§ **What to do**
Set down exactly, and only, the lines from the one with "phrase -- truck headlight glow" to the final line of the entries, both included.

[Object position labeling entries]

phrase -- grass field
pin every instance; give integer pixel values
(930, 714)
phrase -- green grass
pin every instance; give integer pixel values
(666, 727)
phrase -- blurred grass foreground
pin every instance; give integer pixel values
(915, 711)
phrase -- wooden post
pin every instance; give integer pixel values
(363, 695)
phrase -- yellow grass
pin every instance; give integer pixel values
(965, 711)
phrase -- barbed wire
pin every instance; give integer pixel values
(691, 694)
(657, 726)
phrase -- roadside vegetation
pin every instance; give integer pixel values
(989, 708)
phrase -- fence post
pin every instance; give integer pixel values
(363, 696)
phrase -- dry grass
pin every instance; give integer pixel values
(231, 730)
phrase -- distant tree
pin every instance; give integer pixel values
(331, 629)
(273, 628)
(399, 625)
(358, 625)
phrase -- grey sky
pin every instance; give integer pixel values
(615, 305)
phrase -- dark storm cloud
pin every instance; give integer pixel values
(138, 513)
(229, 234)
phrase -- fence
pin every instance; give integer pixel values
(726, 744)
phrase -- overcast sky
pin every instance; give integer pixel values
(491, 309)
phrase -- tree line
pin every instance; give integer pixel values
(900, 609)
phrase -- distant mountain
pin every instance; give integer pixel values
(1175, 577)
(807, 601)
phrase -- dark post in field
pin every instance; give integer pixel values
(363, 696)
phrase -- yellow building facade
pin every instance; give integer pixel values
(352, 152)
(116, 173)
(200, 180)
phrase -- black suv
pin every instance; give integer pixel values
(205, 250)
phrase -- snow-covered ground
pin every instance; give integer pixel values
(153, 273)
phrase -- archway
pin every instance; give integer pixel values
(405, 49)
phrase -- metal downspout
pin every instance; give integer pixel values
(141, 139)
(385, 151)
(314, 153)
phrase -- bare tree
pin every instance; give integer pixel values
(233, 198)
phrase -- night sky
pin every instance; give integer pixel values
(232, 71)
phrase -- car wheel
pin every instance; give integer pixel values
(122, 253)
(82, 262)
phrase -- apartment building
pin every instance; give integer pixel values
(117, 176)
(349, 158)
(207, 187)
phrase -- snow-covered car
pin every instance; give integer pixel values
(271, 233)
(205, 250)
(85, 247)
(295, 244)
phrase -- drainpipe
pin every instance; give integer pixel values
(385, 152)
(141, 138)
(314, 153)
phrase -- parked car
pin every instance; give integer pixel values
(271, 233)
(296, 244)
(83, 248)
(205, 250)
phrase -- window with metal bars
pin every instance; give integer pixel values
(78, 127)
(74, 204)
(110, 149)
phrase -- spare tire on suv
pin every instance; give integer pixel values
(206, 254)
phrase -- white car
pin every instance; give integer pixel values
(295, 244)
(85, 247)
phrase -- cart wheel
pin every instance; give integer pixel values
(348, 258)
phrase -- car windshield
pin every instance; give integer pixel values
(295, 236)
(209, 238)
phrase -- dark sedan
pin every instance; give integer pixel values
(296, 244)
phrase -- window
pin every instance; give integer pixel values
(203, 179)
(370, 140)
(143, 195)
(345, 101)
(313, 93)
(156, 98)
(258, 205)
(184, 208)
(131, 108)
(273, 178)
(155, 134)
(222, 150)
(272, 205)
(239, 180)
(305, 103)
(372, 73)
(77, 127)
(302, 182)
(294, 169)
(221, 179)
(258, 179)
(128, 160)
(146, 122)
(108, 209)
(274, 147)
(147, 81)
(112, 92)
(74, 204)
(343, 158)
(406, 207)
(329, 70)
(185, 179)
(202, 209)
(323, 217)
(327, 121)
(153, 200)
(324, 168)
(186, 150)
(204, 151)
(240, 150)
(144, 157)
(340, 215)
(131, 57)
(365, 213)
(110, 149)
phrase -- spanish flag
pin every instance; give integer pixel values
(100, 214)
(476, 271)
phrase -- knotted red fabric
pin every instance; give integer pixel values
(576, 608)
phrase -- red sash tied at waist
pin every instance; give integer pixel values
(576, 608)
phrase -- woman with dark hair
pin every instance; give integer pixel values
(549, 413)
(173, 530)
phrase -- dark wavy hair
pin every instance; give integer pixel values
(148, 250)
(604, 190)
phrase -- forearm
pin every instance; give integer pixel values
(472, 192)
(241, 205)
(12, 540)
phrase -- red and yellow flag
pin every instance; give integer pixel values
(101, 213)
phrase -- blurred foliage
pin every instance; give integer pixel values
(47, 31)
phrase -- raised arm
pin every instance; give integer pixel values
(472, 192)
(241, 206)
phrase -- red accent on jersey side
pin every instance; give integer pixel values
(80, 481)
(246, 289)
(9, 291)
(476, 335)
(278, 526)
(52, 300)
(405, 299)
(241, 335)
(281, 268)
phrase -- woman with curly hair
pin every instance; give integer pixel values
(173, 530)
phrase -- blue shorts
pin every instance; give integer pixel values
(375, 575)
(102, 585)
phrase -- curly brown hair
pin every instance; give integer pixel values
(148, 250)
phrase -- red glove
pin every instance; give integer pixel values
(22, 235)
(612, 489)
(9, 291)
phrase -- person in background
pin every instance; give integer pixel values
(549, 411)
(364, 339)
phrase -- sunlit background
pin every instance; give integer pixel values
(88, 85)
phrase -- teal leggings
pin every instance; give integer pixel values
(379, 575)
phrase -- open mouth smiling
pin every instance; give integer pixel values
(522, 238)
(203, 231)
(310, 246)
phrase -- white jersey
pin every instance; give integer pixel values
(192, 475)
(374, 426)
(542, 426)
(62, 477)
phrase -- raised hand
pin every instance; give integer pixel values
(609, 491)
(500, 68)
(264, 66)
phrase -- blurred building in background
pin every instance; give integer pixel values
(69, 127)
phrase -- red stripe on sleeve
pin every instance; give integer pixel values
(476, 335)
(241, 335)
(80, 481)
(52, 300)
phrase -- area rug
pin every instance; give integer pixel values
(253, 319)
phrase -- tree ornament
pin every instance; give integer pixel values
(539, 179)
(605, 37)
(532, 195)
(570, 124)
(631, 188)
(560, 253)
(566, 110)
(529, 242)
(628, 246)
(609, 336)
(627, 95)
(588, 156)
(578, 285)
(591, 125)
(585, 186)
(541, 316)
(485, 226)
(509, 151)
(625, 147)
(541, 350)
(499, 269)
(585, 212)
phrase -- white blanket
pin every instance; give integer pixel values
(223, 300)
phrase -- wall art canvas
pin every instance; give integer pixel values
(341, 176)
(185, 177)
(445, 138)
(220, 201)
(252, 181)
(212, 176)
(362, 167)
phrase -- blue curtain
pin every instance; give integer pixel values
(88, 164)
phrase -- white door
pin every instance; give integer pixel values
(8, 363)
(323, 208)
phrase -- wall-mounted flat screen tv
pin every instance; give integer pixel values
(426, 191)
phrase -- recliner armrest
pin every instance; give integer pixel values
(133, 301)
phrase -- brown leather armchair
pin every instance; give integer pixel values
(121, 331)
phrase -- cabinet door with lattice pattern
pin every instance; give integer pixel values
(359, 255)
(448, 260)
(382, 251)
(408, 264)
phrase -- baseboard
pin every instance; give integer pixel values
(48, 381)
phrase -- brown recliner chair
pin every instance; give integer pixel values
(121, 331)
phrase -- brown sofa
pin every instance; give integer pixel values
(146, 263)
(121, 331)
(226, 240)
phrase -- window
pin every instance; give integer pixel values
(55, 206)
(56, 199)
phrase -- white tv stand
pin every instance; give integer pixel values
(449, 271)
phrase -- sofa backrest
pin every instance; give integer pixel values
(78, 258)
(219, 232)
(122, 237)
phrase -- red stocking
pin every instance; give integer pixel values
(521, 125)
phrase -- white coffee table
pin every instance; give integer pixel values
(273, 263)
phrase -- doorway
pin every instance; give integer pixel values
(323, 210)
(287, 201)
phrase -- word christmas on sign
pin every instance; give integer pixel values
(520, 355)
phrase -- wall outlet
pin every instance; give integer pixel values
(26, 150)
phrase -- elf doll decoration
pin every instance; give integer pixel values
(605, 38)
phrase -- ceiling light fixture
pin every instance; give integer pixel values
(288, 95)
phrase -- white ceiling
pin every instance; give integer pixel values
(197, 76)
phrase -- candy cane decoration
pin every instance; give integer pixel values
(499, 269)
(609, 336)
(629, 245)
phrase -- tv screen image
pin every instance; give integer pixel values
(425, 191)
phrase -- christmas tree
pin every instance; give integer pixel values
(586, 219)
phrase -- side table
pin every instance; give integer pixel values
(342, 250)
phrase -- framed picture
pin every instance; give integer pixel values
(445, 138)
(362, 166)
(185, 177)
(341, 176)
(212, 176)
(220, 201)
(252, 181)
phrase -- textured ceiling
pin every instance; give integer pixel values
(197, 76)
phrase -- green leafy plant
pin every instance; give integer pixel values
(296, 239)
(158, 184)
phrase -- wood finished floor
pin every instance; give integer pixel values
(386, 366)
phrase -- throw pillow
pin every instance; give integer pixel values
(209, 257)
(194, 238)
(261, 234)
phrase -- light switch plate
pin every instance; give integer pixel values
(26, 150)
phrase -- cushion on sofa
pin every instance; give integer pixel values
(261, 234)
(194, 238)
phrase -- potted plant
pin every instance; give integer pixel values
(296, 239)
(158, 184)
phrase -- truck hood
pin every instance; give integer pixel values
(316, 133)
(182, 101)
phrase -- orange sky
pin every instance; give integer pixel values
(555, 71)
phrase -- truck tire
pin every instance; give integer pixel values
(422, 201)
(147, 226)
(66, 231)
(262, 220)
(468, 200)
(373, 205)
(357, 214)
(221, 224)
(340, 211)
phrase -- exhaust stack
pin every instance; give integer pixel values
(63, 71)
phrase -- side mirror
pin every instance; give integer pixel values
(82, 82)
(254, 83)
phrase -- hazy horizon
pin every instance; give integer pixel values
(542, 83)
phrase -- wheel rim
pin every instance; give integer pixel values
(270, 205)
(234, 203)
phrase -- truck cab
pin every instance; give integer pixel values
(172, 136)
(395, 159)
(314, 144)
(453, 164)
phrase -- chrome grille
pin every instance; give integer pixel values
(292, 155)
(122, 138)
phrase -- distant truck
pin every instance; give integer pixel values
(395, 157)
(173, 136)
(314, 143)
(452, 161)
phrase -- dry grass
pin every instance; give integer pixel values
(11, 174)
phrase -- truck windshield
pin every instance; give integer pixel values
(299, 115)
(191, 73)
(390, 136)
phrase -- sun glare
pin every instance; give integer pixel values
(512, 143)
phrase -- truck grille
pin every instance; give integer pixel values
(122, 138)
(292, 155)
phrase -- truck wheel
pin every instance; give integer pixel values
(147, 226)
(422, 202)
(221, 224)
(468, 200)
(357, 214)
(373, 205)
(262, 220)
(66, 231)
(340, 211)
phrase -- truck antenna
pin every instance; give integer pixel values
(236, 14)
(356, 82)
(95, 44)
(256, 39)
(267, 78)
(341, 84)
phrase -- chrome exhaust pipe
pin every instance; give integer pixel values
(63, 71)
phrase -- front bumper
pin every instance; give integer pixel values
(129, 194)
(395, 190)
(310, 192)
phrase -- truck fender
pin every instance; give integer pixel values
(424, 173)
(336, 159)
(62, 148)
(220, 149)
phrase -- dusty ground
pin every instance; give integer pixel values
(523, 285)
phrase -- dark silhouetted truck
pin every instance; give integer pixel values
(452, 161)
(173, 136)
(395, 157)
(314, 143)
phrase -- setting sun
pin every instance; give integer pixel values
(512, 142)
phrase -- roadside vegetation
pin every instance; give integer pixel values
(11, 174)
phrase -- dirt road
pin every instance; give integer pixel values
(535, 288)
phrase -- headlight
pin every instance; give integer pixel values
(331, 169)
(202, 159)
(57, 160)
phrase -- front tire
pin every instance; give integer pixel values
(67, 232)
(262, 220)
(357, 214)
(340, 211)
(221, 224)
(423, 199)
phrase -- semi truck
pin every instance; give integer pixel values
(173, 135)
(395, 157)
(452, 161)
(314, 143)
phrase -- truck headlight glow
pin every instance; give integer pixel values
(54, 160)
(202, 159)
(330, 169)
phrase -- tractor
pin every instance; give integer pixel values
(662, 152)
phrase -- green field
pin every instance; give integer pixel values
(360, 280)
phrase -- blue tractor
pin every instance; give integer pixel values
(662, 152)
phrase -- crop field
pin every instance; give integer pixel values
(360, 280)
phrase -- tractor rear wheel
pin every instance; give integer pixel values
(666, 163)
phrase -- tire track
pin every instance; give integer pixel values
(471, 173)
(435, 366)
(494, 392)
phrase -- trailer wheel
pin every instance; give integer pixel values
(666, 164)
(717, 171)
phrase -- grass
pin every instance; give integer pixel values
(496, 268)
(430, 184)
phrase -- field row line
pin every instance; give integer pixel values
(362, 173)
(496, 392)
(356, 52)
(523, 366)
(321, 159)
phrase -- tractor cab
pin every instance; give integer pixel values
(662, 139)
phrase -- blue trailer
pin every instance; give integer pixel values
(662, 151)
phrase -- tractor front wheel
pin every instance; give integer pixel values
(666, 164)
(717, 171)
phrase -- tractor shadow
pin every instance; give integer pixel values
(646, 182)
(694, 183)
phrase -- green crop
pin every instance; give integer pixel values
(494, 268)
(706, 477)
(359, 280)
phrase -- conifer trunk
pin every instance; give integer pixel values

§ **Finished answer**
phrase -- truck headlight glow
pin every instance; give integer pixel values
(54, 160)
(202, 159)
(330, 169)
phrase -- tractor
pin every instance; give integer pixel values
(662, 152)
phrase -- green field
pin every instance; give integer pixel values
(360, 280)
phrase -- blue tractor
pin every instance; give integer pixel values
(662, 152)
phrase -- crop field
pin every instance; give integer pixel values
(360, 280)
phrase -- tractor rear wheel
pin every instance; give integer pixel values
(666, 163)
phrase -- tire track
pin every instance; give integer pixel values
(471, 173)
(435, 366)
(494, 392)
phrase -- trailer wheel
pin every instance; give integer pixel values
(666, 164)
(717, 171)
phrase -- grass
pin every instance; give integer pixel values
(496, 268)
(430, 184)
phrase -- field row line
pin every instance; give integer pixel values
(362, 173)
(496, 392)
(356, 52)
(523, 366)
(321, 159)
phrase -- tractor cab
pin every instance; give integer pixel values
(662, 139)
phrase -- blue trailer
pin every instance; give integer pixel values
(662, 151)
phrase -- tractor front wheel
pin every instance; give integer pixel values
(666, 164)
(717, 171)
phrase -- tractor shadow
pin every instance; give integer pixel values
(646, 182)
(694, 183)
phrase -- green crop
pin every instance; give integer pixel values
(494, 268)
(706, 477)
(359, 280)
phrase -- conifer trunk
pin every instance; give integer pixel values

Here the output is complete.